## [Work task 1]
Reproduce everything in the article about the hacking attacks from "The hackers who" down to "identified as iPhoneDevSDK.", substituting "breached" for each "hacked".
## [Work task 2]
Using the article about the hacking attacks, answer these:
(a) About how many registered users does the site iPhoneDevSDK have?
(b) On what date did the hacker appear to remove the malware from the site?
(c) A reporter at which tech blog told Sefferman his site hosted malicious software?
## [Work task 3]
Extend the article about the hacking attacks by writing what follows its final paragraph.

## [Supplied text]
The hackers who attacked Twitter, Facebook and Apple employees likely claimed many more victims, an expert said Wednesday.

But exactly how many remains unknown. One security expert told The Huffington Post that "hundreds" of tech start-ups may have been compromised, but have not come forward for fear of negative publicity.

Apple said Tuesday its employees' computers were hacked. The disclosure came days after Facebook and Twitter also publicly acknowledged they were hacked in a similar attack that spread when employees visited an infected website popular among iPhone app developers. All three companies said no user data was taken.

The website that caused the hacks was identified as iPhoneDevSDK.

In an interview Wednesday, the website's owner, Ian Sefferman, said he was never contacted by Facebook or investigators looking into the attacks and only learned the site hosted malicious software, known as malware, when he was notified Tuesday by a reporter at the tech blog AllThingsD.

Sefferman said multiple other sites on the Internet also hosted the malware, though he did not provide details on which sites.

"Multiple sites have this malware," he told The Huffington Post. "We were just one of them."

He said his website was targeted by hackers who gained access to an administrator's account, then injected malicious software into the site's code that would infect site visitors. He said his site is targeted by hackers "frequently."

His site, which has about 200,000 registered users, is "the most widely read dedicated iOS developer forum," he said. Most visitors are software developers who discuss technical issues around building apps for the iPhone and iPad.

Not everyone who visited his site was hacked. His own computer, for example, was not infected, he said.

Sefferman said the hacker appeared to remove the malware from the site on Jan. 30. But on Wednesday, the site had not been taken down and experts warned users not to visit it because it may still infect their computers.

Sean Sullivan, a security adviser at Finland-based security firm F-Secure, estimated that "hundreds" of app developers at tech start-ups have been compromised by the attack but haven’t come forward publicly because their employers can't afford the negative publicity. A person briefed on the investigation also told Reuters Tuesday that hundreds of companies, including defense contractors, were infected with the same malware that hacked Apple and Facebook employees.

Some may not even know they are victims. Facebook Chief Security Officer Joe Sullivan told the blog Ars Technica last week that some companies were unaware they had been hacked before being notified by Facebook.

## [Available data]

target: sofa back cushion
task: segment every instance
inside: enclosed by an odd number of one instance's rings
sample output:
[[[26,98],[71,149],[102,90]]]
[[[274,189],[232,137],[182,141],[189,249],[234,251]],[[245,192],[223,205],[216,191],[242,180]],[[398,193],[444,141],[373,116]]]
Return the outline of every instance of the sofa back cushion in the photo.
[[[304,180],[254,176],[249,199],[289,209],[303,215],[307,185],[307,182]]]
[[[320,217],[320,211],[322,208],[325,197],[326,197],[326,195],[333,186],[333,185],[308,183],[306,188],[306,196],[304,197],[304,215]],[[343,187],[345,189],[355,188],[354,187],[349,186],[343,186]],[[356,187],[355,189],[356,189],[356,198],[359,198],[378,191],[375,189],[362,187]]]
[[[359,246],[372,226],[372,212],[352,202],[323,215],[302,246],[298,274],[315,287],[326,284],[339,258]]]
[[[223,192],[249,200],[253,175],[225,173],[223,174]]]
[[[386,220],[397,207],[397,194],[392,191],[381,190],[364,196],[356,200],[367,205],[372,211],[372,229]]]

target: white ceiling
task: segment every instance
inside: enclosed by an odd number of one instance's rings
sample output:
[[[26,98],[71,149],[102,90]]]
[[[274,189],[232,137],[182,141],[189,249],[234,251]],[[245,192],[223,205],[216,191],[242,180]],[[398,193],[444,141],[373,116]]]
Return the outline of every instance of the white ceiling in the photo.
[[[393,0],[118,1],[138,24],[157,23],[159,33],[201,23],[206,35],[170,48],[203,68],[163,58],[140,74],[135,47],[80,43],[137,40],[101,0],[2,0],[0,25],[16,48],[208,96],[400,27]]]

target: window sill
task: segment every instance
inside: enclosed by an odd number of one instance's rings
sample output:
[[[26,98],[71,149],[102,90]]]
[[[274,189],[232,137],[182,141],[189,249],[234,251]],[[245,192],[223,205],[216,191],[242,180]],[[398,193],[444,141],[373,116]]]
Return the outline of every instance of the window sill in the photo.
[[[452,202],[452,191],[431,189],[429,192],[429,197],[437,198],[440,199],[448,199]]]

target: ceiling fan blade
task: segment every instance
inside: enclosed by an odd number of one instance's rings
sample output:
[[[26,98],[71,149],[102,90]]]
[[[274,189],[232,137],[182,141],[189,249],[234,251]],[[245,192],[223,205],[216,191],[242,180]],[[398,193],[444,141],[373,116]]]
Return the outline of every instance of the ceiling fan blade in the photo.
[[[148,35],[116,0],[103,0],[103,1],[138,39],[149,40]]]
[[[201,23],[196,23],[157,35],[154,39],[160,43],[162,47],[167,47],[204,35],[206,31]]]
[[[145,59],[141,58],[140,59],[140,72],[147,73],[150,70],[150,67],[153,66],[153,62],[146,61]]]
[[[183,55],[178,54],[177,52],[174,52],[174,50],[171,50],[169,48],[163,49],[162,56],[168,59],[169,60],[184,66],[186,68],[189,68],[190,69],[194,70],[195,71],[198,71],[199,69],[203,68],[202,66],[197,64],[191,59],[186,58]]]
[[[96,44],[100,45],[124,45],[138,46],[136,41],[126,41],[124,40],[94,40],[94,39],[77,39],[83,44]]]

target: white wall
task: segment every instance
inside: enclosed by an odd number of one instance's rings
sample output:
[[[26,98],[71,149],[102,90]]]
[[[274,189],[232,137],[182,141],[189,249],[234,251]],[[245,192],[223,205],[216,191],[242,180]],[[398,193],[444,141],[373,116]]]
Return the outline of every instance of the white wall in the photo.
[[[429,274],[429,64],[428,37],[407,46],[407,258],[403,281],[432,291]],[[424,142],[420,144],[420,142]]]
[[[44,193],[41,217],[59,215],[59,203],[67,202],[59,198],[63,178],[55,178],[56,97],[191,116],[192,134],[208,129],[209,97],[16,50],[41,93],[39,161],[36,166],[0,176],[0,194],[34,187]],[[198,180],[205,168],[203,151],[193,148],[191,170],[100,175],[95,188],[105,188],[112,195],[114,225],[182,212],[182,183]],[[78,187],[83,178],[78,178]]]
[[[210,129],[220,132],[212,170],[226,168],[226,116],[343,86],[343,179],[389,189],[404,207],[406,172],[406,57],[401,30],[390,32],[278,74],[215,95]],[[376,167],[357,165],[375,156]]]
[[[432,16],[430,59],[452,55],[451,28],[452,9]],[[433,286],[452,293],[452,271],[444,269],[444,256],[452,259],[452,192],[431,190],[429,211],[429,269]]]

## [Exercise result 1]
The hackers who attacked Twitter, Facebook and Apple employees likely claimed many more victims, an expert said Wednesday.

But exactly how many remains unknown. One security expert told The Huffington Post that "hundreds" of tech start-ups may have been compromised, but have not come forward for fear of negative publicity.

Apple said Tuesday its employees' computers were breached. The disclosure came days after Facebook and Twitter also publicly acknowledged they were breached in a similar attack that spread when employees visited an infected website popular among iPhone app developers. All three companies said no user data was taken.

The website that caused the hacks was identified as iPhoneDevSDK.

## [Exercise result 2]
(a) About 200,000.
(b) Jan. 30.
(c) AllThingsD.

## [Exercise result 3]
Sean Sullivan said that software developers are the "new low-hanging fruit" for hackers because they have access to tech companies' source code, which can be used to write new malware, known as "zero days," for future attacks.

The hackers behind the attacks appeared to be from Eastern Europe or Russia, and were trying to hack developers to steal company secrets and sell them on the underground market, according to Bloomberg.

"There's a very big, dark market for vulnerabilities and getting source code," Sean Sullivan told The Huffington Post. "If you can get the source code, that’s the mother lode."

Apple and Facebook employees were victims of what security experts call a “watering hole” attack because they were lured to the source of the malware like animals stopping for a drink of water. In essence, the hackers created a booby-trapped website that downloaded malware on their computers when they visited the site, creating a "backdoor" into a company's computer network.

Investigators were still trying to determine what the hackers did once they got inside.

"The backdoor gave them access, but it's what they did with that access that is the question," a person familiar with the investigation told The Huffington Post.

Such an attack is different than targeting employees at specific companies, and tricking them into clicking a bad link or email attachment to gain a foothold into their corporate network. That method, known as "spear phishing," is commonly employed by Chinese hackers looking to steal intellectual property, experts say.

In the Apple, Twitter and Facebook attacks, the hackers knew they would ensnare software developers, but could not have known which companies would be compromised in advance.

Sullivan, of F-Secure, wondered how many others were also hacked.